- _TASK DETAILS_
Report each line in the entries below that contains the string "positive". Case counts.

===============

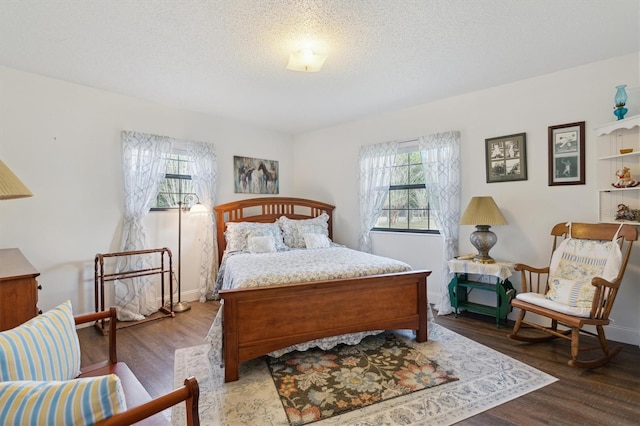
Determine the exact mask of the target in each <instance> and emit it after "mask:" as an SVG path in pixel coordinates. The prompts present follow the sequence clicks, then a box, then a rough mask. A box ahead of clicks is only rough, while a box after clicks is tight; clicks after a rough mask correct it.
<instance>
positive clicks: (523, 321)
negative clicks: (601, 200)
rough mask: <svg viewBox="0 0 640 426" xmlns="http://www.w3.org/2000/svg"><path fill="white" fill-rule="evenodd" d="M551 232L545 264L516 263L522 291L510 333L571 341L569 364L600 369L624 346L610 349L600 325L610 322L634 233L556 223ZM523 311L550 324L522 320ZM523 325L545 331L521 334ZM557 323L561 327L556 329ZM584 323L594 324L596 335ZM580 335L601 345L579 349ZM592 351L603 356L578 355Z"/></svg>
mask: <svg viewBox="0 0 640 426" xmlns="http://www.w3.org/2000/svg"><path fill="white" fill-rule="evenodd" d="M551 235H553V237H554V238H553V247H552V253H553V254H552V258H551V262H550V265H549V266H548V267H545V268H534V267H531V266H528V265H524V264H520V263H519V264H516V265H515V270H516V271H520V272H521V274H522V293H520V294H518V295H517V296H516V298H515V299H513V301H512V302H511V304H512V306H513V307H514V308H519V309H520V310H521V311H520V315H519V316H518V319H517V321H516V323H515V325H514V327H513V331H512V333H511V334H509V335H508V337H509V338H511V339H513V340H518V341H522V342H542V341H547V340H551V339H556V338H558V337H560V338H564V339H567V340H570V341H571V359H570V360H569V361H568V363H569V365H570V366H572V367H582V368H595V367H599V366H601V365H604V364H605V363H607V362H608V361H609V360H610V359H612V358H613V357H614V356H615V355H617V354H618V353H619V352H620V350H621V349H622V346H618V347H616V348H614V349H612V350H610V349H609V345H608V343H607V340H606V337H605V334H604V326H605V325H608V324H609V314H610V313H611V308H612V307H613V303H614V301H615V299H616V295H617V293H618V289H619V288H620V284H621V282H622V277H623V275H624V271H625V268H626V266H627V262H628V260H629V255H630V254H631V248H632V245H633V242H634V241H636V240H637V238H638V231H637V229H636V228H635V226H632V225H617V224H604V223H599V224H588V223H559V224H557V225H556V226H554V227H553V229H552V230H551ZM569 240H573V241H569ZM568 243H571V244H568ZM594 265H595V266H594ZM527 312H532V313H534V314H537V315H540V316H543V317H546V318H549V319H550V320H551V326H550V327H549V326H541V325H539V324H536V323H533V322H529V321H525V320H524V317H525V315H526V313H527ZM523 324H526V325H527V326H529V327H531V328H534V329H537V330H540V331H543V332H545V333H546V334H548V335H542V336H532V335H531V334H530V333H528V334H526V335H523V334H521V331H522V330H521V327H522V325H523ZM558 325H561V326H563V329H558ZM585 326H591V327H595V329H596V331H597V334H596V333H593V332H591V331H589V330H586V329H585ZM565 327H566V328H568V329H565ZM581 333H584V334H589V335H592V336H597V337H598V340H599V342H600V346H595V347H589V348H580V346H579V337H580V334H581ZM592 349H601V350H602V352H603V355H602V356H601V357H600V358H597V359H593V360H582V359H580V360H579V359H578V355H579V353H580V352H581V351H585V350H592Z"/></svg>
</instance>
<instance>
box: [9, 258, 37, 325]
mask: <svg viewBox="0 0 640 426" xmlns="http://www.w3.org/2000/svg"><path fill="white" fill-rule="evenodd" d="M38 275H40V272H38V271H37V270H36V269H35V268H34V267H33V266H32V265H31V263H29V261H28V260H27V258H25V257H24V255H23V254H22V252H20V250H18V249H0V331H4V330H8V329H10V328H13V327H16V326H18V325H20V324H22V323H23V322H25V321H27V320H29V319H31V318H33V317H35V316H36V315H38V289H39V288H38V281H37V279H36V277H37V276H38Z"/></svg>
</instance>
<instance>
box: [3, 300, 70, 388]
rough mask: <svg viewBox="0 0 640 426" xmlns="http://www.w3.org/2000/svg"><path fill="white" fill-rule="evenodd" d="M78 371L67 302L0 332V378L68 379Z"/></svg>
mask: <svg viewBox="0 0 640 426" xmlns="http://www.w3.org/2000/svg"><path fill="white" fill-rule="evenodd" d="M79 374H80V342H79V341H78V334H77V333H76V328H75V322H74V319H73V310H72V307H71V302H70V301H66V302H64V303H62V304H61V305H59V306H57V307H55V308H53V309H51V310H49V311H47V312H45V313H44V314H42V315H39V316H37V317H35V318H32V319H30V320H29V321H27V322H25V323H24V324H21V325H19V326H18V327H16V328H13V329H11V330H7V331H3V332H1V333H0V381H2V382H4V381H9V380H70V379H73V378H75V377H77V376H78V375H79Z"/></svg>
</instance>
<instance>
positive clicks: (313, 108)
mask: <svg viewBox="0 0 640 426" xmlns="http://www.w3.org/2000/svg"><path fill="white" fill-rule="evenodd" d="M639 27H640V1H639V0H616V1H611V0H420V1H418V0H415V1H413V0H316V1H305V0H209V1H205V0H200V1H197V0H191V1H187V0H181V1H180V0H120V1H105V0H55V1H50V0H0V65H4V66H7V67H10V68H15V69H19V70H24V71H28V72H33V73H38V74H42V75H45V76H50V77H54V78H58V79H62V80H66V81H70V82H74V83H79V84H83V85H87V86H92V87H96V88H100V89H104V90H109V91H113V92H118V93H123V94H127V95H131V96H135V97H138V98H143V99H148V100H152V101H156V102H159V103H162V104H165V105H169V106H174V107H178V108H184V109H188V110H192V111H198V112H203V113H208V114H214V115H217V116H221V117H227V118H231V119H235V120H238V121H241V122H245V123H249V124H252V125H255V126H259V127H262V128H268V129H274V130H278V131H282V132H286V133H292V134H295V133H299V132H304V131H309V130H313V129H317V128H322V127H326V126H331V125H335V124H339V123H342V122H346V121H350V120H354V119H357V118H359V117H363V116H366V115H369V114H373V113H379V112H384V111H390V110H395V109H399V108H403V107H408V106H412V105H416V104H421V103H426V102H429V101H433V100H437V99H441V98H445V97H449V96H453V95H457V94H461V93H465V92H470V91H474V90H479V89H484V88H487V87H492V86H495V85H499V84H503V83H508V82H512V81H517V80H521V79H525V78H528V77H532V76H535V75H540V74H545V73H549V72H554V71H557V70H561V69H565V68H570V67H574V66H578V65H582V64H586V63H590V62H594V61H598V60H603V59H607V58H610V57H615V56H620V55H624V54H629V53H633V52H638V51H639V50H640V28H639ZM305 43H310V47H312V49H313V50H315V51H317V52H321V53H325V54H327V55H328V58H327V60H326V62H325V65H324V68H323V70H322V71H321V72H319V73H300V72H294V71H288V70H286V69H285V66H286V64H287V60H288V56H289V53H290V52H292V51H295V50H299V49H300V48H301V47H303V45H304V44H305Z"/></svg>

===============

- _OUTPUT OF THE TASK_
positive clicks: (523, 321)
positive clicks: (313, 108)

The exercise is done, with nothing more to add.